**WORK INSTRUCTIONS:** Continue the biographical text on J. D. Beresford from its final sentence.

John Davys Beresford (17 March 1873 – 2 February 1947) was an English writer, now remembered for his early science fiction and some short stories in the horror story and ghost story genres. Beresford was a great admirer of H.G. Wells, and wrote the first critical study of Wells in 1915. His Wellsian novel The Hampdenshire Wonder was a major influence on Olaf Stapledon. His other science-fiction novels include The Riddle of the Tower, about a dystopian, hive-like society.

Life
His father, John James Beresford (1821 - 1897), was a clergyman in Castor, now in Cambridgeshire near Peterborough. His mother was Adelaide Elizabeth Morgan (1837 - 1902). J. D. Beresford was affected by infantile paralysis, which left him partially disabled. He was educated at Oundle.

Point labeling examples
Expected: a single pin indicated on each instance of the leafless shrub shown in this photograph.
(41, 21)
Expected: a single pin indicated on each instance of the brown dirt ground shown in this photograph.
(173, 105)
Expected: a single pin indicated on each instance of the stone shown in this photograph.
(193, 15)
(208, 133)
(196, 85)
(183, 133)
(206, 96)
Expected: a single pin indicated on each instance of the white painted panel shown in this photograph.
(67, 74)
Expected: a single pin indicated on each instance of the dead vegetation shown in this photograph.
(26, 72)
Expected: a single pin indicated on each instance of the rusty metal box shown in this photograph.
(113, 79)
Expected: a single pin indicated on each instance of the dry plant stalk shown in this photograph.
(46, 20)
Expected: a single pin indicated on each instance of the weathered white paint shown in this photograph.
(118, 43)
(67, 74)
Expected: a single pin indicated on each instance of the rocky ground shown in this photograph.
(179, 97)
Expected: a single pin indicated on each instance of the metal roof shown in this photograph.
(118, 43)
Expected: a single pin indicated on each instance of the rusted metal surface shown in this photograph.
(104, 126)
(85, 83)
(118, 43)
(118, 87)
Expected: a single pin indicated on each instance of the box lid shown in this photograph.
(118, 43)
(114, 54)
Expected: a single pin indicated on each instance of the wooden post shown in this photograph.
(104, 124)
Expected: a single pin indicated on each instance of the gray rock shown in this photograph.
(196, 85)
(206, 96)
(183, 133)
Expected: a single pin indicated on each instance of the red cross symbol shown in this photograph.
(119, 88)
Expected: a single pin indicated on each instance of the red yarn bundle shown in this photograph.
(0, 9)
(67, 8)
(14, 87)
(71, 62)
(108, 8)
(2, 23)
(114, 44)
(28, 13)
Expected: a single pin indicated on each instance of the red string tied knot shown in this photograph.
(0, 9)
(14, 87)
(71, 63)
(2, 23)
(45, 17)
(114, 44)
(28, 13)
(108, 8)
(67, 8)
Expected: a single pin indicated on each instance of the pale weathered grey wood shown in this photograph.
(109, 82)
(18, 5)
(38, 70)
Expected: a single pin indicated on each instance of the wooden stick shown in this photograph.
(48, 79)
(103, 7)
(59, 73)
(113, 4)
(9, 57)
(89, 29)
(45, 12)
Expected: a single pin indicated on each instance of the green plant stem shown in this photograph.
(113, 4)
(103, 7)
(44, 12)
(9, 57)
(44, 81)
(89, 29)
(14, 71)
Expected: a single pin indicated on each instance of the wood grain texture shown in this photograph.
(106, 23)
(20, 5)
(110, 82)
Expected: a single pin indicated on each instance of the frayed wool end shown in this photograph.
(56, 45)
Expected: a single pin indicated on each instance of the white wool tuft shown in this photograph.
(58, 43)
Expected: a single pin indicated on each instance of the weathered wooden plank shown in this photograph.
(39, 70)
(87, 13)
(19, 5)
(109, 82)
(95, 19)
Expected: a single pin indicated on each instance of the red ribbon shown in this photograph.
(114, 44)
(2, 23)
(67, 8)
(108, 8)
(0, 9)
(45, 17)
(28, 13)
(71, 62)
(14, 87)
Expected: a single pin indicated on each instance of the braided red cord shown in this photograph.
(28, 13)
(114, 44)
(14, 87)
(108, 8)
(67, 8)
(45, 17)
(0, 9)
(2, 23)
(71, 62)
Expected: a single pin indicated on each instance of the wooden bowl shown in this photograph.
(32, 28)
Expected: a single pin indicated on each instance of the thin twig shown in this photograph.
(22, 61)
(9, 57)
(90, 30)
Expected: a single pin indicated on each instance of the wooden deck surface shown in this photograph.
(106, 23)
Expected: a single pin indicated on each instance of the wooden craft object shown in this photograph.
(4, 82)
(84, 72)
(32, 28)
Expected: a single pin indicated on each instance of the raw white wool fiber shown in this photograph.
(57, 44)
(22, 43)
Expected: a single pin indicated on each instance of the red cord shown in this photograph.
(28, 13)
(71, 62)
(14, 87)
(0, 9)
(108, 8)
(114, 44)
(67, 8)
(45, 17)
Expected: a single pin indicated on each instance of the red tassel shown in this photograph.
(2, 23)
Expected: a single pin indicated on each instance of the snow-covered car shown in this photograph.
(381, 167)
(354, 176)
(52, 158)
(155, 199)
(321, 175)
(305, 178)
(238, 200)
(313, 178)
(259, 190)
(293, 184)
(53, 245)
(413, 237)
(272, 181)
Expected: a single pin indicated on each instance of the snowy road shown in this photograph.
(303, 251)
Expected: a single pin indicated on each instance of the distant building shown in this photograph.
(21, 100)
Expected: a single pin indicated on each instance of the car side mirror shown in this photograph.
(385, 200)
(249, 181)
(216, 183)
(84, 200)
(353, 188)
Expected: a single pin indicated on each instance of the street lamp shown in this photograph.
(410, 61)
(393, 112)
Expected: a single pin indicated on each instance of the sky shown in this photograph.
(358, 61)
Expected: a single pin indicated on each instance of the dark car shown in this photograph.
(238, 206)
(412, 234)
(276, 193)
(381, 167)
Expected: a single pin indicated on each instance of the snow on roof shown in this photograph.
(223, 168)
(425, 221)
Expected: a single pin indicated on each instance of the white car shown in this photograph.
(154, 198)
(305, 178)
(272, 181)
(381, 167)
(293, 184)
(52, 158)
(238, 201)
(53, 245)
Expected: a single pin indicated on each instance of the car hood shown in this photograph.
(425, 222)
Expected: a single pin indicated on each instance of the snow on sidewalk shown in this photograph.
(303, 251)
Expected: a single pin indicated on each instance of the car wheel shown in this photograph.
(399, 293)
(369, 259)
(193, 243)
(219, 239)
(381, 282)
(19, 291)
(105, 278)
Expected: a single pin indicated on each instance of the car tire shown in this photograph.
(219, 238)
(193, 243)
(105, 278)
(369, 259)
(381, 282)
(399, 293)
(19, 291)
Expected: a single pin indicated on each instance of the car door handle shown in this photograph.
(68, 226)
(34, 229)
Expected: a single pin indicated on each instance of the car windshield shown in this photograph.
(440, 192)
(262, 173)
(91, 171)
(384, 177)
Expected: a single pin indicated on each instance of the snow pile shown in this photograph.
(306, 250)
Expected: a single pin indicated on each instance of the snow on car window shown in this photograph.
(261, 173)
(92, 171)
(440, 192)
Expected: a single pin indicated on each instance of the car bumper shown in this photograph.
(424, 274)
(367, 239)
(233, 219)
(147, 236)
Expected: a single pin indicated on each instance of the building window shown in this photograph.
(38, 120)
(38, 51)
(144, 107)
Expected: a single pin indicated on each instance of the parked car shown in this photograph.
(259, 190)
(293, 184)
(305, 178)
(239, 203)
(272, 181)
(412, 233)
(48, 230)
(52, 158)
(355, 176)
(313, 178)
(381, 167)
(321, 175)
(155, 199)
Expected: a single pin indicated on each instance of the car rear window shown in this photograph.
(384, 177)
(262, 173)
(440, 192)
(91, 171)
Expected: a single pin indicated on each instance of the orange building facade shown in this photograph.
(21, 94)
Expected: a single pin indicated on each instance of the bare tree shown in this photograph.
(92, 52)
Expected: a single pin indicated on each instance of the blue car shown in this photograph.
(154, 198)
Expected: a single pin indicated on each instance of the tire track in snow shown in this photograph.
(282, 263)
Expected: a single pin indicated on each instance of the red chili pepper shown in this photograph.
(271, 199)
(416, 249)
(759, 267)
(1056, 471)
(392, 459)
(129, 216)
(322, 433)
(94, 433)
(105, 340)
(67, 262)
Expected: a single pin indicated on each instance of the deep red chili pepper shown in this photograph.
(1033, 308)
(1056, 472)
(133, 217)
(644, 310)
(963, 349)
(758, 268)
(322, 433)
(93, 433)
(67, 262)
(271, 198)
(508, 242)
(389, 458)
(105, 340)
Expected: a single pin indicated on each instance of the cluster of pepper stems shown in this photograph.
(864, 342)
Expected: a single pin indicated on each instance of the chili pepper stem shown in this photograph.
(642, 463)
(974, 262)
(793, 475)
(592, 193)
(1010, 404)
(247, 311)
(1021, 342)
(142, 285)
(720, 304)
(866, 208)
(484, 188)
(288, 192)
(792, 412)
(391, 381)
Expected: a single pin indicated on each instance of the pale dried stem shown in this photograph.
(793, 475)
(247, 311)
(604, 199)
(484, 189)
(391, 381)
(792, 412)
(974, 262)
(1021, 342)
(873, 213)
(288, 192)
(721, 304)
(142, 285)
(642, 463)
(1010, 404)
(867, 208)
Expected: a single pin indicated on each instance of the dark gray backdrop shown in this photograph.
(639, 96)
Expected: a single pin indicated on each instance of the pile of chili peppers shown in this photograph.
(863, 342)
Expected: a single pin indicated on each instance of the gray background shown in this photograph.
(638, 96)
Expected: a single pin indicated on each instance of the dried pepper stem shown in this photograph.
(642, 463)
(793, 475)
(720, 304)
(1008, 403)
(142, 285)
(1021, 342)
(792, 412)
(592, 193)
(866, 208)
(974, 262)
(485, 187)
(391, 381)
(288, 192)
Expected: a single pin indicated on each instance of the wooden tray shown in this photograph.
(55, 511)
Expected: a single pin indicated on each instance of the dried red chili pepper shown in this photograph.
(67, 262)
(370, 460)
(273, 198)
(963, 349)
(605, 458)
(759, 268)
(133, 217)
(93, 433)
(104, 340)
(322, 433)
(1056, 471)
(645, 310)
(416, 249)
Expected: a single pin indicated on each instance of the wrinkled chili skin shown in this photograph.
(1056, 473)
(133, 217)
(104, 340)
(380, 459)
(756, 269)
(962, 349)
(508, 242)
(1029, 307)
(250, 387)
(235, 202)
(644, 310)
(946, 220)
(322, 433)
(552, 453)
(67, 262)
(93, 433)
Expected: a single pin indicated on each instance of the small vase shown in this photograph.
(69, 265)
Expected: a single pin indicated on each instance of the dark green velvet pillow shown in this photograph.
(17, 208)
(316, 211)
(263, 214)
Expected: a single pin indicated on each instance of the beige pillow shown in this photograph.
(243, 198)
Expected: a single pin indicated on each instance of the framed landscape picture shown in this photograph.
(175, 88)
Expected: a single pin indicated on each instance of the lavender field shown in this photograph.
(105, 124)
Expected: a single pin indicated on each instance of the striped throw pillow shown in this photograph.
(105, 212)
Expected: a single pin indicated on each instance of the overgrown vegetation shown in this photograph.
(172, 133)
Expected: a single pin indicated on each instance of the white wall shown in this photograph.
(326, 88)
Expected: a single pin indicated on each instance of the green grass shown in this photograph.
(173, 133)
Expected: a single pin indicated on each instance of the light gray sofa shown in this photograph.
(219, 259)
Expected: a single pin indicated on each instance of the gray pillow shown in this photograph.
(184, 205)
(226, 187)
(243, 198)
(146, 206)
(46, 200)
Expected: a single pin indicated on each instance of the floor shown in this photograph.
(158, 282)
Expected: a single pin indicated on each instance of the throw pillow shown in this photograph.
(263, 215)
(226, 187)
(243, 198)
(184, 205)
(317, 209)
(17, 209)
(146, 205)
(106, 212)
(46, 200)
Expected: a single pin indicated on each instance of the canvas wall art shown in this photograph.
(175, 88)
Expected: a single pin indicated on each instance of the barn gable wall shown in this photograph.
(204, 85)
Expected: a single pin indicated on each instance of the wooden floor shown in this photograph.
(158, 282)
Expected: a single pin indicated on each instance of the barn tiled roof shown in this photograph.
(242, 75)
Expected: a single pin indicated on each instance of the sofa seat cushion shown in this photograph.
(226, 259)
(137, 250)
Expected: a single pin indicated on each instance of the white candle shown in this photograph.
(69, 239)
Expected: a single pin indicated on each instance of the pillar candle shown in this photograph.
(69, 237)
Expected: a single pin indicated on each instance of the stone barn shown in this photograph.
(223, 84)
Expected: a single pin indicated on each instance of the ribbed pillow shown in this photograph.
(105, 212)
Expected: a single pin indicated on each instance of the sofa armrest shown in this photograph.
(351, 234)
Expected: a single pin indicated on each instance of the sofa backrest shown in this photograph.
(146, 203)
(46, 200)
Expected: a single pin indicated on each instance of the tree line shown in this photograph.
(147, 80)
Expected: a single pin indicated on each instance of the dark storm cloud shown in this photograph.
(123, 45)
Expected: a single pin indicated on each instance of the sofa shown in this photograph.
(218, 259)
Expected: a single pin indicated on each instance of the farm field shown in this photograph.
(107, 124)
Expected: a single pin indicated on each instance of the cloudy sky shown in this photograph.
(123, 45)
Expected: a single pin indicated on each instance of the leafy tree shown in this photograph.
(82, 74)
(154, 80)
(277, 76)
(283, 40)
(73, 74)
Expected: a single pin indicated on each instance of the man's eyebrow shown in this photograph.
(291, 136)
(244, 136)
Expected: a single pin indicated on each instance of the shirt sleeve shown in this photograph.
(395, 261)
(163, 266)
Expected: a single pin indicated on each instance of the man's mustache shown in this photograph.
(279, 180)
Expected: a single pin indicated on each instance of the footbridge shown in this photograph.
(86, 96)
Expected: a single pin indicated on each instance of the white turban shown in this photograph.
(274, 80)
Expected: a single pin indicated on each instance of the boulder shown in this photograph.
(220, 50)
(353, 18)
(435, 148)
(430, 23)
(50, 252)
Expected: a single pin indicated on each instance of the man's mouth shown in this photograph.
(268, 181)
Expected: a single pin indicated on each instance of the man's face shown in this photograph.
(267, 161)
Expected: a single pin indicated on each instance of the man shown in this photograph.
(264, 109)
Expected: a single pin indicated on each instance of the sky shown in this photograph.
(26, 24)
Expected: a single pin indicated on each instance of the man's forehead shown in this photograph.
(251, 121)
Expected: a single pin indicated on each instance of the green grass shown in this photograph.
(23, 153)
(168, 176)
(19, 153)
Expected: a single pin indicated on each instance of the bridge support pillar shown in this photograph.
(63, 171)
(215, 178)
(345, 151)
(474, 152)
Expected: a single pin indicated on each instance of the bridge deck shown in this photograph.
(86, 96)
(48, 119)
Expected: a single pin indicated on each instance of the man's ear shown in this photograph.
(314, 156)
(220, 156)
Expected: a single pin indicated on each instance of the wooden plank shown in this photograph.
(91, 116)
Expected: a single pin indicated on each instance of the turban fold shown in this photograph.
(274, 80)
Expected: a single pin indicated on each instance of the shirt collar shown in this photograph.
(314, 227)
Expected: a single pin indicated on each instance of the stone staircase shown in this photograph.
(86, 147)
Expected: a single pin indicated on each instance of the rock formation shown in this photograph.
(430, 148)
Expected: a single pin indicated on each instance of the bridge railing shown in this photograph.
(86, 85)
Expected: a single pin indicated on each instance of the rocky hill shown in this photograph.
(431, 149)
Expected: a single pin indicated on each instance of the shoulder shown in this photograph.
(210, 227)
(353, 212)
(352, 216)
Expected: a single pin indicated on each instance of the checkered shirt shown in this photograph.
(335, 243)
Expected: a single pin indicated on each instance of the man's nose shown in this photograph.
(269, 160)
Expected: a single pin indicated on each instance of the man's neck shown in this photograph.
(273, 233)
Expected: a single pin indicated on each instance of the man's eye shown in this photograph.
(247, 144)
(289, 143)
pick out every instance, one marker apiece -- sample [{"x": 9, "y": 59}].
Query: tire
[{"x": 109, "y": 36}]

**EXERCISE RESULT:**
After training to become an architect, he became a professional writer, first as a dramatist, and journalist. In early adulthood, he broke away from his father's views and became a "determined but defensive" agnostic. He combined a prominent place in Edwardian literary London with time spent in the provinces, in particular Cornwall, where D. H. Lawrence had an extended stay in his Porthcothan cottage. Later in life Beresford abandoned his earlier agnosticism and described himself as a Theosophist and a pacifist.

Beresford was also interested in psychology, and attended several meetings organised by A.R. Orage to discuss psychological issues. Other attendees at these meetings included Havelock Ellis, Clifford Sharp, David Eder and Maurice Nicoll.

Beresford also contributed to numerous publications; in addition to being a book reviewer for The Manchester Guardian, he also wrote for the New Statesman, The Spectator, Westminster Gazette, and the Theosophist magazine The Aryan Path. At one point, Beresford was offered the editorship of the pacifist magazine Peace News but declined because he felt he "would be a bad editor".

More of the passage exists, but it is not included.